Reproduce the listing below verbatim, line by line in its original order, but leave out the picture.

........

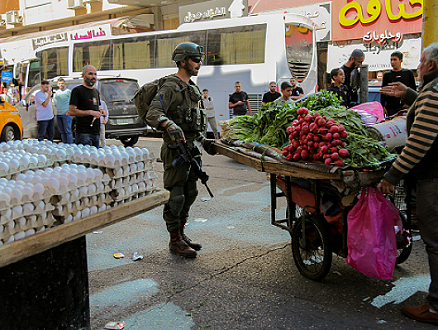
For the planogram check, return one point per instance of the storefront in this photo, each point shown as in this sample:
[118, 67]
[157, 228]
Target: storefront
[378, 27]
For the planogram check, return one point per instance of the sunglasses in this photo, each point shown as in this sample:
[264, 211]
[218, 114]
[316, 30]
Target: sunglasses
[196, 59]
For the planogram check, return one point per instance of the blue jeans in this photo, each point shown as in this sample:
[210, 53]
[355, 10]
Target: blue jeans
[46, 126]
[427, 216]
[64, 126]
[87, 139]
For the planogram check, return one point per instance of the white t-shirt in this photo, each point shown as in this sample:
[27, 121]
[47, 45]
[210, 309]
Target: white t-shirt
[43, 112]
[209, 106]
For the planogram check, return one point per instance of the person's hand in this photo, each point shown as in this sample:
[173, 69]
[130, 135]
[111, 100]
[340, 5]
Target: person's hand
[385, 187]
[175, 132]
[207, 144]
[396, 89]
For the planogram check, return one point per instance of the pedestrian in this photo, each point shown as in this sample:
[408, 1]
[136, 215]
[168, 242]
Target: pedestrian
[44, 112]
[5, 95]
[272, 94]
[286, 91]
[211, 115]
[419, 161]
[103, 121]
[62, 102]
[84, 105]
[297, 91]
[338, 87]
[391, 105]
[239, 101]
[176, 98]
[352, 75]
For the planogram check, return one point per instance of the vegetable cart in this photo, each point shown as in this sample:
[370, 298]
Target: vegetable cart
[44, 277]
[318, 199]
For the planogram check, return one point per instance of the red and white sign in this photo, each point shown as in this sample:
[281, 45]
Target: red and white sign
[376, 20]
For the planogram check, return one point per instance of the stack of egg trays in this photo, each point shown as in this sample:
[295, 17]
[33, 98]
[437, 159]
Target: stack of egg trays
[83, 197]
[131, 173]
[17, 161]
[25, 209]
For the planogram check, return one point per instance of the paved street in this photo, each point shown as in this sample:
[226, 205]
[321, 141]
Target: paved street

........

* _FINAL RESULT_:
For the planogram check, return one point per instance of the storefront in this photo, each point shown as in this sample:
[118, 67]
[157, 228]
Target: storefront
[378, 27]
For the planogram check, return one point per instance of the sunglasses in this photo, each point shown as in this sample:
[264, 211]
[218, 114]
[316, 30]
Target: sunglasses
[196, 59]
For the planogram check, return one point per instance of the blue jeans in this photo, each point shown as in this sample:
[210, 53]
[355, 10]
Target: blue jeans
[46, 126]
[427, 216]
[64, 126]
[87, 139]
For the planogram check, return one point per instance of the white t-shirt in this photo, each point shown as in this sample:
[27, 121]
[47, 45]
[210, 309]
Target: white t-shirt
[43, 112]
[209, 106]
For the planogram check, return one point per instance of the person's hand in this photo, each point shown as in this sample:
[173, 69]
[130, 135]
[111, 100]
[340, 5]
Target: person's hand
[385, 187]
[175, 132]
[207, 144]
[396, 89]
For the planogram check, return one point per instance of the pedestrian in this photo, each point shown as in this sample:
[408, 1]
[136, 215]
[168, 242]
Target: pedestrian
[44, 112]
[5, 95]
[272, 94]
[286, 91]
[211, 115]
[419, 161]
[103, 121]
[62, 102]
[84, 105]
[297, 91]
[338, 87]
[391, 105]
[239, 101]
[176, 98]
[352, 75]
For the planogram check, return one point per instance of the vegetable cart in this photo, each point shown as in this sample:
[370, 298]
Target: vegetable cart
[44, 277]
[318, 199]
For the planogram check, return one point per instance of the red and white sign in this photo, each point shown as in this sample:
[281, 45]
Target: red and white sign
[376, 20]
For the planogram check, return one point per instance of the stack of egg trays in this photo, each point shown as in this sample:
[295, 17]
[33, 98]
[437, 159]
Target: stack of egg trays
[83, 197]
[131, 173]
[17, 161]
[25, 209]
For the planogram check, return one point per instance of the paved street in this photo, each point shown as in this sample:
[226, 205]
[321, 141]
Target: paved street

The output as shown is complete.